YOUR OBJECTIVE – Rewrite every line from the line with "like [[123, 221]]." through the line with "[[172, 58]]", both included, keeping the requests and their format samples as they are. Multiply each coordinate in the answers by 1.65 and round to whole numbers, with halves rounded up.

(Coordinate labeling data)

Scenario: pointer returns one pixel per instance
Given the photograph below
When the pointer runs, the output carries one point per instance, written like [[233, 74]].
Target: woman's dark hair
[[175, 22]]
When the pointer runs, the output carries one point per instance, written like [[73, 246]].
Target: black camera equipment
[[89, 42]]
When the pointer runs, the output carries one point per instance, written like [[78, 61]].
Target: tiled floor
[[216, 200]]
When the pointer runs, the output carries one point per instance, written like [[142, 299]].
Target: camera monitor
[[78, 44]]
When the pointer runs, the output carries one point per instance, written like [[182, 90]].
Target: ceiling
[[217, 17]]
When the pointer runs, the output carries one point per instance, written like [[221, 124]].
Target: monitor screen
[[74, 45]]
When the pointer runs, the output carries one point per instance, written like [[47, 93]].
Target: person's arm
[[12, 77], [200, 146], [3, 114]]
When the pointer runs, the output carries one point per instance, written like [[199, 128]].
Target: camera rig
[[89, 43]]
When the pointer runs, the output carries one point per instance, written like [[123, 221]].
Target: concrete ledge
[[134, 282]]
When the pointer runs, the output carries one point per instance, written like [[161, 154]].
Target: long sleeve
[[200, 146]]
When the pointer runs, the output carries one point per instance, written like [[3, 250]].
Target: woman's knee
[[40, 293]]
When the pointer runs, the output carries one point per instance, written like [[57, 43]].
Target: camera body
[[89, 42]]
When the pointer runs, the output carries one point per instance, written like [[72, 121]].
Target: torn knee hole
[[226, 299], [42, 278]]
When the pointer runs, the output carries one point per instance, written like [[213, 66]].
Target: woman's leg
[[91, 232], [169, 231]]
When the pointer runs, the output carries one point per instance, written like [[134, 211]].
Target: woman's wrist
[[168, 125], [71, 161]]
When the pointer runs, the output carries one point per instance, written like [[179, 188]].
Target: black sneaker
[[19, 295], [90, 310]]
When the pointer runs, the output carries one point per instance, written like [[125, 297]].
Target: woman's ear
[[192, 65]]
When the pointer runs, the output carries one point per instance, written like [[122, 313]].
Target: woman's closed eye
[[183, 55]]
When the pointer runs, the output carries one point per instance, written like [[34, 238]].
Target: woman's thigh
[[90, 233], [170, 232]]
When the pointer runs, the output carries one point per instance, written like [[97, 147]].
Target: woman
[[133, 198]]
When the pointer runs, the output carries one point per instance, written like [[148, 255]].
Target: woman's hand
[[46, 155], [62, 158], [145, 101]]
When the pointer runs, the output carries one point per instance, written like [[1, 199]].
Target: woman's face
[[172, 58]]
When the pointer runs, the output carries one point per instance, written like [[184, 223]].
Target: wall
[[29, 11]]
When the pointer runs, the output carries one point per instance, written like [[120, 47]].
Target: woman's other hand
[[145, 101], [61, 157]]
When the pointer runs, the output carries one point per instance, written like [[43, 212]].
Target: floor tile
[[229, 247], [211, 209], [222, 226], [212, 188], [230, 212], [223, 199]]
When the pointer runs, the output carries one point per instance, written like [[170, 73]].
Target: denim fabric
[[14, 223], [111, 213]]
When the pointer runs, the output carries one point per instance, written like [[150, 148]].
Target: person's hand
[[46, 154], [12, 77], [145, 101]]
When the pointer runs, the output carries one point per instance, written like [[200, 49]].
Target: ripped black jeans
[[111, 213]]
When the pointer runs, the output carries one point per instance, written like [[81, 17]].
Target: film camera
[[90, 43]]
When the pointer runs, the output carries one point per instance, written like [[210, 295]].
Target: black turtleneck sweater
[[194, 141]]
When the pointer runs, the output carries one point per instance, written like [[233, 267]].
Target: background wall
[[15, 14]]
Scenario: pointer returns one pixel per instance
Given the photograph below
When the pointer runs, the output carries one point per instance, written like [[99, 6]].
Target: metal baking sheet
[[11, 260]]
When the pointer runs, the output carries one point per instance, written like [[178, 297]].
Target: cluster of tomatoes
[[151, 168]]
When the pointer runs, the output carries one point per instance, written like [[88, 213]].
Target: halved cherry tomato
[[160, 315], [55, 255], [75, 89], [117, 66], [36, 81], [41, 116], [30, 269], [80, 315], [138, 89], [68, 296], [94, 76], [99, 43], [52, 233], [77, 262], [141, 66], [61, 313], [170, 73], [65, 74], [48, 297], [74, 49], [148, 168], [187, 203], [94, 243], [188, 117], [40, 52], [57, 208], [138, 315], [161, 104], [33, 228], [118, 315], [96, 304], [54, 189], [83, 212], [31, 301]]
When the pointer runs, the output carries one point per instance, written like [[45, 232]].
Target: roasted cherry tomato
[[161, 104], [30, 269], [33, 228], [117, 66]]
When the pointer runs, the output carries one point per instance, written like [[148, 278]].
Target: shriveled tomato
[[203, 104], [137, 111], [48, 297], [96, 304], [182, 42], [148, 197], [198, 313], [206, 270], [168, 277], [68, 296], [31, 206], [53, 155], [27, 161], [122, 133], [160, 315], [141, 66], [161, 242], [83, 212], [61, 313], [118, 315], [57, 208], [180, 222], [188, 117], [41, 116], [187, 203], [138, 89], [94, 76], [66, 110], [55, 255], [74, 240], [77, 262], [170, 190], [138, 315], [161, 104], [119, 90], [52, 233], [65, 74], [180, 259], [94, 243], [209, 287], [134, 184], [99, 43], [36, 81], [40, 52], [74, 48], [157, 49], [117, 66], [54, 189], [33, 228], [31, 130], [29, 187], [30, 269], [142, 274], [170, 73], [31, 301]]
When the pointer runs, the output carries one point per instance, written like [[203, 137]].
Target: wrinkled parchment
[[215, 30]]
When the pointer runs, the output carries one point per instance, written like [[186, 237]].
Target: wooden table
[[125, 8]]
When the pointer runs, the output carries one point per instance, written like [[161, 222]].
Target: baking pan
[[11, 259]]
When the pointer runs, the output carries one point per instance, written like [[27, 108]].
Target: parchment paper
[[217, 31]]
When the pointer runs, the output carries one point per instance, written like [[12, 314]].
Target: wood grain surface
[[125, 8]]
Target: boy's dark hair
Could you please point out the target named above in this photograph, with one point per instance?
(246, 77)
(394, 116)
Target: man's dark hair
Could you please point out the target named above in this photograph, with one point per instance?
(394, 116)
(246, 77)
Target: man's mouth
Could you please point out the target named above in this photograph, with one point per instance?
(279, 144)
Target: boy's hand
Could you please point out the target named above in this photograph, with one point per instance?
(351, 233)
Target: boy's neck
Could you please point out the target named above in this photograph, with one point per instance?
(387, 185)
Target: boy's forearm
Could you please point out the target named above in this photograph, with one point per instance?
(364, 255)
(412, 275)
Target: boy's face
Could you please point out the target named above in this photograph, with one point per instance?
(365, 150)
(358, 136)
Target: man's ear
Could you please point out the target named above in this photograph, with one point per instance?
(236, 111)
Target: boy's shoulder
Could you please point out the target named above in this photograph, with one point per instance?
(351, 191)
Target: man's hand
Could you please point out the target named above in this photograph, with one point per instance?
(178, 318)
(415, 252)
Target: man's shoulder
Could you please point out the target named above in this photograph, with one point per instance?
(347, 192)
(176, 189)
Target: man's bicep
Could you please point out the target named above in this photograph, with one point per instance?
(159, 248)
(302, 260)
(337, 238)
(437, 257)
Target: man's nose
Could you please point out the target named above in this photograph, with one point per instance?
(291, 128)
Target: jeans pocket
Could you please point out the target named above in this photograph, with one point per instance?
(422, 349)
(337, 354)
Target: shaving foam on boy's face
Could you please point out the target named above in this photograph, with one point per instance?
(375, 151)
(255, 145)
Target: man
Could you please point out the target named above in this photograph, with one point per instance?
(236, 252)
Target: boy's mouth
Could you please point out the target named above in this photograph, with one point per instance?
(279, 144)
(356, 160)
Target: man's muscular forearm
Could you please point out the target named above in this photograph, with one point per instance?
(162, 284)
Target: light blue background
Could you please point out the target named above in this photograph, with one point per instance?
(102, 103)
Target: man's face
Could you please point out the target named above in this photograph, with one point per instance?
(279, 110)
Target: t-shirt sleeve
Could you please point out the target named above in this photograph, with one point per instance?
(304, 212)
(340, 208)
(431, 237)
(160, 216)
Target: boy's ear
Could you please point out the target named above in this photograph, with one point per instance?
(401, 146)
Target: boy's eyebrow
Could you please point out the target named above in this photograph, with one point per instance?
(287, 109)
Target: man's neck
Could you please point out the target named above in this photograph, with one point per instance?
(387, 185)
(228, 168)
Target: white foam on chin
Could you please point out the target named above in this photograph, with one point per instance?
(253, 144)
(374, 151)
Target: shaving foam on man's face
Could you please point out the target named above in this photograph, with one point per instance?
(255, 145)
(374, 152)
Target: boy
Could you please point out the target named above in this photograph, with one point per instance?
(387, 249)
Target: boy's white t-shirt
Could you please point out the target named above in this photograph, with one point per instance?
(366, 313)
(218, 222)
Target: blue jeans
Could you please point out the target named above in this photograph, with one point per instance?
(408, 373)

TASK SOLUTION –
When the pointer runs, the output carries one point per instance, written like [[123, 221]].
Target: concrete ledge
[[221, 465]]
When the pointer runs, the output carries one point per instance, written like [[161, 154]].
Target: long sleeve
[[330, 241]]
When the pointer runs, the output carries one point per instance, written like [[3, 250]].
Target: woman's knee
[[66, 483]]
When the pointer runs, the output carries one point per instance, written like [[57, 43]].
Target: camera body
[[147, 69]]
When the pointer runs, the output carries one point per instance, written like [[72, 121]].
Target: torn knee hole
[[373, 493], [69, 459]]
When the pointer runs, the output carries one point per instance, written like [[213, 66]].
Target: woman's leg
[[150, 383], [279, 381]]
When the pointer runs, the output carries one point per instance, written like [[134, 211]].
Target: woman's wrist
[[277, 206], [117, 266]]
When the pointer runs, the output carries one point per instance, written like [[179, 188]].
Target: black sneaker
[[31, 487], [149, 512]]
When the pointer runs, the output carries one point per instance, written like [[125, 297]].
Target: woman's ear
[[317, 107]]
When the pointer runs, the output carries one point per instance, written like [[122, 313]].
Target: woman's closed eye
[[302, 91]]
When the pointer runs, the output carries one point per instance, written like [[34, 238]].
Target: woman's thigh
[[149, 384], [281, 383]]
When the pointer runs, the output carries one point per instance, written like [[97, 147]].
Target: woman
[[219, 327]]
When the pointer runs, the output carries one point per instance, written like [[148, 255]].
Target: woman's hand
[[76, 256], [102, 261], [239, 167]]
When the pointer runs, the output carries one point per instance, written like [[1, 199]].
Target: woman's face
[[284, 96]]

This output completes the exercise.